**Material for this exercise:**
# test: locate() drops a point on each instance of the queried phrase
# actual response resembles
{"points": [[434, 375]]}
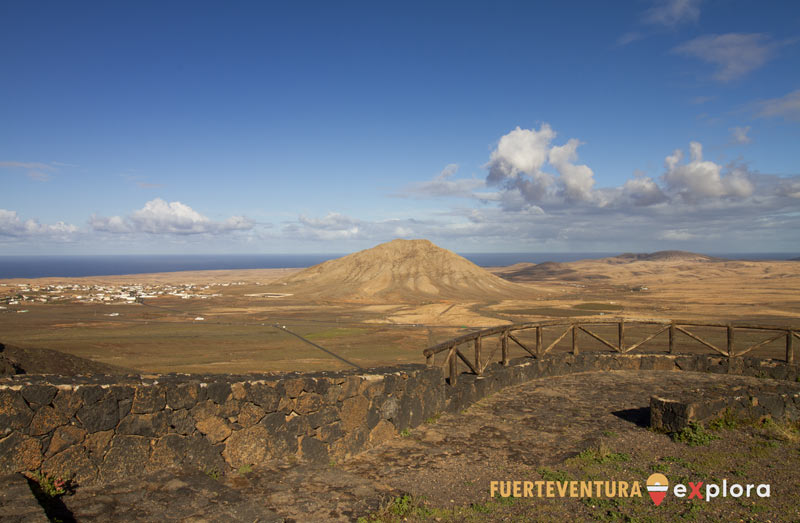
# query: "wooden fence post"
{"points": [[539, 342], [574, 339], [672, 337], [730, 340], [478, 355]]}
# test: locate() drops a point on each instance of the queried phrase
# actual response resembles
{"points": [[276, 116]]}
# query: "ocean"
{"points": [[105, 265]]}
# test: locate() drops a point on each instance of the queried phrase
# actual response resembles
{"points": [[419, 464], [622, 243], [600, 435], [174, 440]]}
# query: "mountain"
{"points": [[401, 270], [664, 256]]}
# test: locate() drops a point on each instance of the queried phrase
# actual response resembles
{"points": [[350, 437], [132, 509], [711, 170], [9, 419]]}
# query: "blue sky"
{"points": [[198, 127]]}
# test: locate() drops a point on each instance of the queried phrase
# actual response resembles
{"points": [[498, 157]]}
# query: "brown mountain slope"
{"points": [[664, 256], [408, 270]]}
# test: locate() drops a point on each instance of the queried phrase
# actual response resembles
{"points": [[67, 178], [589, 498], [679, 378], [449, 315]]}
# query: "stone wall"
{"points": [[776, 400], [104, 428]]}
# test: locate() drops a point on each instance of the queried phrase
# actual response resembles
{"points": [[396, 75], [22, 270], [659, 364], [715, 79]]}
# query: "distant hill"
{"points": [[17, 360], [401, 269]]}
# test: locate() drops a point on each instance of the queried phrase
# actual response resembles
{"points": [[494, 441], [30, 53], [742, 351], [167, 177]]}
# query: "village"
{"points": [[22, 293]]}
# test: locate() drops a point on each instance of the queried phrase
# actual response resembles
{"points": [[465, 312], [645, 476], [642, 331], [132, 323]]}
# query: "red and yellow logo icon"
{"points": [[657, 485]]}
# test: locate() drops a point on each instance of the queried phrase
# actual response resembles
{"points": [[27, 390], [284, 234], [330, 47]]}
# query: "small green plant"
{"points": [[51, 487], [659, 467], [213, 473], [693, 435], [553, 475], [481, 508], [727, 421], [602, 455]]}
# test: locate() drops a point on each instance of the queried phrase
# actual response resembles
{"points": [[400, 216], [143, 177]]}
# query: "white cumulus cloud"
{"points": [[444, 184], [670, 13], [739, 135], [698, 178], [577, 180], [787, 107], [12, 225], [161, 217]]}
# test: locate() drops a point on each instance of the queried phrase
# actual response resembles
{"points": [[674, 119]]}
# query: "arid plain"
{"points": [[376, 307]]}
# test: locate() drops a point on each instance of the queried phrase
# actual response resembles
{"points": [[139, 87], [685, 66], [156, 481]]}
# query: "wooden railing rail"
{"points": [[478, 363]]}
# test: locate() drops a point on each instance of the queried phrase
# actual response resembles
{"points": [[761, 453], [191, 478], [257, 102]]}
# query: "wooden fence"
{"points": [[477, 363]]}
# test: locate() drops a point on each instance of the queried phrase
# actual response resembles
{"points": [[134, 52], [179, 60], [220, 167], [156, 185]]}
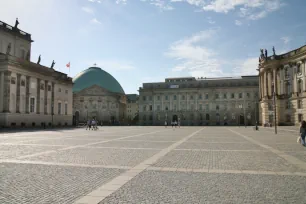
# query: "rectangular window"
{"points": [[300, 117], [59, 108], [32, 105], [288, 105], [300, 105], [66, 108]]}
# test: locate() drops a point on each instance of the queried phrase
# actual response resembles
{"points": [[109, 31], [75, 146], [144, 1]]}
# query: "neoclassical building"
{"points": [[201, 101], [30, 94], [285, 77], [132, 109], [98, 95]]}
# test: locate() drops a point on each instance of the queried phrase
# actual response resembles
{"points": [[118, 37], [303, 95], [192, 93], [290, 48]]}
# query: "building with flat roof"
{"points": [[30, 94], [200, 101], [283, 87]]}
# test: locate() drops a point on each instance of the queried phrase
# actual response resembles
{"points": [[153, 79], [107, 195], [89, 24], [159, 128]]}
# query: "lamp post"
{"points": [[52, 113], [274, 103]]}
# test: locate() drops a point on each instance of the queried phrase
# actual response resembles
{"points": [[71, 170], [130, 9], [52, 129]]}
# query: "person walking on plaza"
{"points": [[88, 124], [303, 132]]}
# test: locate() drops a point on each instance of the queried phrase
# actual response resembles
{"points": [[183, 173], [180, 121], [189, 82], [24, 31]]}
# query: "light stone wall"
{"points": [[289, 68], [96, 102], [191, 109], [17, 45]]}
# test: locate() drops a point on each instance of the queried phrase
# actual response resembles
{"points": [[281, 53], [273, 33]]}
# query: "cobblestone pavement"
{"points": [[152, 165]]}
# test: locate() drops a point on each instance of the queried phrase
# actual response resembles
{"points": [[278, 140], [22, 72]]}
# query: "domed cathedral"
{"points": [[98, 95]]}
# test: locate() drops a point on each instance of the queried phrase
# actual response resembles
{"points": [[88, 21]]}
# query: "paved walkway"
{"points": [[152, 165]]}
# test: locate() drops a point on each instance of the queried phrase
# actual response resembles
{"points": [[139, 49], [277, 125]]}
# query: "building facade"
{"points": [[202, 101], [283, 76], [132, 109], [30, 94], [98, 95]]}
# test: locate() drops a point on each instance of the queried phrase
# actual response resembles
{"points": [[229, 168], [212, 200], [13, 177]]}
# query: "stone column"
{"points": [[52, 98], [46, 98], [38, 96], [278, 83], [260, 91], [179, 105], [28, 78], [265, 84], [269, 84], [18, 94], [7, 91], [1, 90]]}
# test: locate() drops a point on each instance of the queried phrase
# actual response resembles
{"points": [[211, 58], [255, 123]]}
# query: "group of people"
{"points": [[92, 124], [173, 123]]}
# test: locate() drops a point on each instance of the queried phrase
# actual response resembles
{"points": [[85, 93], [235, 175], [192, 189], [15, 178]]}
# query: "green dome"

**Exercise objective:**
Each line above is to be duplicated exactly, and the pictures are to be omitted.

**Problem solution:**
# test: locate() drops a point on each instance of the queried phrase
# actual response resembles
{"points": [[434, 375]]}
# query: "wooden fence post"
{"points": [[539, 342], [574, 339], [672, 337], [730, 340], [478, 355]]}
# test: locate() drops a point on each instance of the queried phrase
# actual response resembles
{"points": [[276, 116]]}
# query: "ocean"
{"points": [[105, 265]]}
# test: locate() drops a point on each instance of the queried phrase
# actual response resembles
{"points": [[419, 464], [622, 243], [600, 435], [174, 440]]}
# query: "mountain"
{"points": [[401, 270], [664, 256]]}
# test: locate() drops a point on each instance of the queried phrase
# actual response resembles
{"points": [[350, 437], [132, 509], [711, 170], [9, 419]]}
# query: "blue sky"
{"points": [[198, 127]]}
# test: locate() drops a point on each instance of the queried phrase
# actual response resembles
{"points": [[498, 157]]}
# query: "brown mountain slope"
{"points": [[664, 256], [408, 270]]}
# test: locate() drops a point on each instance of the queried phrase
# actual response resembles
{"points": [[67, 178], [589, 498], [679, 378], [449, 315]]}
# query: "stone wall"
{"points": [[776, 400], [104, 428]]}
# test: locate() drops a point on each instance of the queried phrase
# actual response resembles
{"points": [[396, 75], [22, 270], [659, 364], [715, 79]]}
# query: "distant hill"
{"points": [[17, 360], [401, 269]]}
# test: locate() drops a point on each instance of the queried phrase
# actual response resembles
{"points": [[494, 441], [30, 53], [742, 351], [167, 177]]}
# query: "village"
{"points": [[22, 293]]}
# test: locate() drops a point on each instance of the queried phrase
# actual response resembles
{"points": [[465, 312], [645, 476], [642, 331], [132, 323]]}
# query: "red and yellow logo icon"
{"points": [[657, 485]]}
# test: locate() drops a point on each instance of the queried phrase
# actual response resembles
{"points": [[27, 390], [284, 234], [330, 47]]}
# query: "small green plant"
{"points": [[51, 487], [659, 467], [213, 473], [693, 435], [553, 475], [481, 508], [727, 421], [602, 455]]}
# test: locate() drops a point on each instance of the queried phrase
# actual response resembles
{"points": [[400, 216], [143, 177]]}
# query: "white cumulus cloud"
{"points": [[444, 184], [670, 13], [739, 135], [698, 178], [577, 180], [787, 107], [12, 225], [161, 217]]}
# test: locate() drops a point on each instance of the queried phrase
# actual response resembles
{"points": [[674, 119]]}
# query: "arid plain"
{"points": [[376, 307]]}
# test: locate() drops a point on each instance of the queried phrase
# actual response resembles
{"points": [[139, 87], [685, 66], [156, 481]]}
# query: "wooden railing rail"
{"points": [[478, 363]]}
# test: locate() drops a point on each instance of the queried phrase
# actual response resembles
{"points": [[761, 453], [191, 478], [257, 102]]}
# query: "wooden fence"
{"points": [[477, 363]]}
# test: locate() drops a point on each instance of the queried phrase
# actual response resembles
{"points": [[134, 52], [179, 60], [220, 167], [156, 185]]}
# query: "rectangular window"
{"points": [[300, 117], [59, 108], [32, 105], [288, 105], [300, 105], [66, 108]]}
# test: locate() drops a point on each instance of the queried phrase
# actual response resembles
{"points": [[109, 31], [75, 146], [144, 1]]}
# query: "neoclassical building"
{"points": [[201, 101], [30, 94], [285, 77], [132, 109], [98, 95]]}
# test: locate() drops a point on each instance of the queried phrase
# actual response resembles
{"points": [[118, 37], [303, 95], [192, 93], [290, 48]]}
# query: "building with flat roof"
{"points": [[30, 94], [200, 101], [283, 87]]}
# test: locate() drops a point on each instance of the queried phrase
# actual response resembles
{"points": [[153, 79], [107, 195], [89, 24], [159, 128]]}
# query: "lamp post"
{"points": [[52, 113], [274, 103]]}
# test: locate() drops a point on each instance of the queried phrase
# actual response resembles
{"points": [[71, 170], [130, 9], [52, 129]]}
# query: "person walking on plaza"
{"points": [[88, 124], [303, 132]]}
# test: locate() drops a point on each instance of the queried phrase
# actual response resembles
{"points": [[183, 173], [180, 121], [189, 82], [24, 31]]}
# query: "light stone wall"
{"points": [[289, 68], [96, 102], [191, 109], [17, 45]]}
# test: locate() drops a point on each instance of the queried phrase
# actual response resembles
{"points": [[281, 53], [273, 33]]}
# query: "cobblestone pavement"
{"points": [[152, 165]]}
# test: locate() drops a point on each instance of the queried phrase
# actual response resembles
{"points": [[278, 140], [22, 72]]}
# query: "domed cathedral"
{"points": [[98, 95]]}
# test: locate() drops a point on each instance of the queried phrase
# actual response resembles
{"points": [[88, 21]]}
# query: "paved walkway"
{"points": [[152, 165]]}
# test: locate() drops a point on each instance of the queried phrase
# actual response resembles
{"points": [[139, 49], [277, 125]]}
# query: "building facade"
{"points": [[202, 101], [283, 76], [132, 109], [30, 94], [98, 95]]}
# test: locate() drops a point on each instance of the queried phrase
# actual response resembles
{"points": [[229, 168], [212, 200], [13, 177]]}
# query: "stone column"
{"points": [[52, 98], [46, 98], [38, 96], [278, 83], [260, 91], [179, 105], [28, 78], [265, 84], [269, 84], [18, 94], [7, 91], [1, 90]]}
# test: locate() drops a point on each instance of the queried phrase
# actual response resembles
{"points": [[211, 58], [255, 123]]}
# query: "group of people"
{"points": [[92, 124], [173, 123]]}
# test: locate() drops a point on each instance of the queried phrase
# actual response resembles
{"points": [[85, 93], [235, 175], [192, 189], [15, 178]]}
# query: "green dome"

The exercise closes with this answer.